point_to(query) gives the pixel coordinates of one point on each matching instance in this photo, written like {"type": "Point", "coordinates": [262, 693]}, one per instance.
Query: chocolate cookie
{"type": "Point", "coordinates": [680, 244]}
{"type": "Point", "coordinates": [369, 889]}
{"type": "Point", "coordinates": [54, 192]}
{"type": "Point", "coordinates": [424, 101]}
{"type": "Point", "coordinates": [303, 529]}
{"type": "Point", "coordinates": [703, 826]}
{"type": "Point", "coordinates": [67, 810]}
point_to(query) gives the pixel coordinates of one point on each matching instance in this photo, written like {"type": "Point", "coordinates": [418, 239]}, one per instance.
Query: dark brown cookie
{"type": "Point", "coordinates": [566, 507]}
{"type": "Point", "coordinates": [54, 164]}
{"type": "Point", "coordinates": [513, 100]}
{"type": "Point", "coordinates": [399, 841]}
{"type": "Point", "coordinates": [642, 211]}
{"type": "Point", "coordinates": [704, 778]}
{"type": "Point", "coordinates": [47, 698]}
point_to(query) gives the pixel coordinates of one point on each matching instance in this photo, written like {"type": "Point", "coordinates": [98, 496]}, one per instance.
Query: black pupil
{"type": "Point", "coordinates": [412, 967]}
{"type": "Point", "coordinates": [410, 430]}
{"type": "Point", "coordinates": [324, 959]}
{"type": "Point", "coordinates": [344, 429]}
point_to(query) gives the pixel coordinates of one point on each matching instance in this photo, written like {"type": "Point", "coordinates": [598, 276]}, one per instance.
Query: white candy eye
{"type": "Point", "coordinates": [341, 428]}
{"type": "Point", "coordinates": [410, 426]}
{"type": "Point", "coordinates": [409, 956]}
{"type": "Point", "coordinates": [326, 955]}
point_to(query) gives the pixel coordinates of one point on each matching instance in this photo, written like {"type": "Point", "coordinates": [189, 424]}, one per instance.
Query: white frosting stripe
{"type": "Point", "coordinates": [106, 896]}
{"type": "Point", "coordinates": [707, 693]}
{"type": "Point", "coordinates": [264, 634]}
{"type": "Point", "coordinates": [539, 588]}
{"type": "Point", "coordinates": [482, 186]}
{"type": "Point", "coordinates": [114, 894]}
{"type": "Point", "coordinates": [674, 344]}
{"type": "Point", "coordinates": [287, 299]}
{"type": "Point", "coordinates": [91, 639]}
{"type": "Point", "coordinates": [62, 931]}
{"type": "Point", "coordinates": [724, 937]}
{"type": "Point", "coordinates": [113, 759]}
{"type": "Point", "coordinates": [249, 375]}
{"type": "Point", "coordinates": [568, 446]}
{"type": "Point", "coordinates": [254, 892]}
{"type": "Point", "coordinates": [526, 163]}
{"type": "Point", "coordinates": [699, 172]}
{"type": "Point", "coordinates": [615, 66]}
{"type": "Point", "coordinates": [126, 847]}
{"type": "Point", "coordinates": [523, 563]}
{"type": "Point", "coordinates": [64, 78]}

WHAT NEEDS TO BE DONE
Retype the entries exactly, including every line.

TASK ANSWER
point_to(query) gives the pixel coordinates of one point on each matching instance in this photo, written like {"type": "Point", "coordinates": [262, 693]}, one per instance.
Query: chocolate cookie
{"type": "Point", "coordinates": [680, 244]}
{"type": "Point", "coordinates": [369, 889]}
{"type": "Point", "coordinates": [54, 192]}
{"type": "Point", "coordinates": [424, 101]}
{"type": "Point", "coordinates": [303, 529]}
{"type": "Point", "coordinates": [703, 826]}
{"type": "Point", "coordinates": [67, 810]}
point_to(query) gives the pixel coordinates of one point on each matching instance in this photo, written like {"type": "Point", "coordinates": [418, 239]}, one per instance.
Query: dark brown cookie
{"type": "Point", "coordinates": [566, 507]}
{"type": "Point", "coordinates": [54, 164]}
{"type": "Point", "coordinates": [513, 100]}
{"type": "Point", "coordinates": [399, 841]}
{"type": "Point", "coordinates": [642, 211]}
{"type": "Point", "coordinates": [704, 778]}
{"type": "Point", "coordinates": [47, 698]}
point_to(query) gives the pixel coordinates of one point on each matching instance in this photo, written like {"type": "Point", "coordinates": [98, 496]}, one per instance.
Query: black pupil
{"type": "Point", "coordinates": [412, 967]}
{"type": "Point", "coordinates": [410, 430]}
{"type": "Point", "coordinates": [324, 959]}
{"type": "Point", "coordinates": [344, 429]}
point_to(query) gives the pixel coordinates of one point on each matching instance in this photo, written like {"type": "Point", "coordinates": [598, 276]}, one per instance.
Query: white candy eye
{"type": "Point", "coordinates": [341, 428]}
{"type": "Point", "coordinates": [410, 426]}
{"type": "Point", "coordinates": [409, 956]}
{"type": "Point", "coordinates": [326, 955]}
point_to(query) gives the pixel coordinates of one point on each matching instance in this photo, written like {"type": "Point", "coordinates": [189, 424]}, one per instance.
Query: white frosting stripe
{"type": "Point", "coordinates": [106, 896]}
{"type": "Point", "coordinates": [707, 693]}
{"type": "Point", "coordinates": [264, 634]}
{"type": "Point", "coordinates": [539, 588]}
{"type": "Point", "coordinates": [482, 186]}
{"type": "Point", "coordinates": [114, 894]}
{"type": "Point", "coordinates": [674, 344]}
{"type": "Point", "coordinates": [287, 299]}
{"type": "Point", "coordinates": [91, 639]}
{"type": "Point", "coordinates": [62, 931]}
{"type": "Point", "coordinates": [724, 937]}
{"type": "Point", "coordinates": [113, 759]}
{"type": "Point", "coordinates": [249, 375]}
{"type": "Point", "coordinates": [568, 446]}
{"type": "Point", "coordinates": [254, 892]}
{"type": "Point", "coordinates": [526, 163]}
{"type": "Point", "coordinates": [699, 172]}
{"type": "Point", "coordinates": [615, 66]}
{"type": "Point", "coordinates": [126, 847]}
{"type": "Point", "coordinates": [523, 563]}
{"type": "Point", "coordinates": [64, 78]}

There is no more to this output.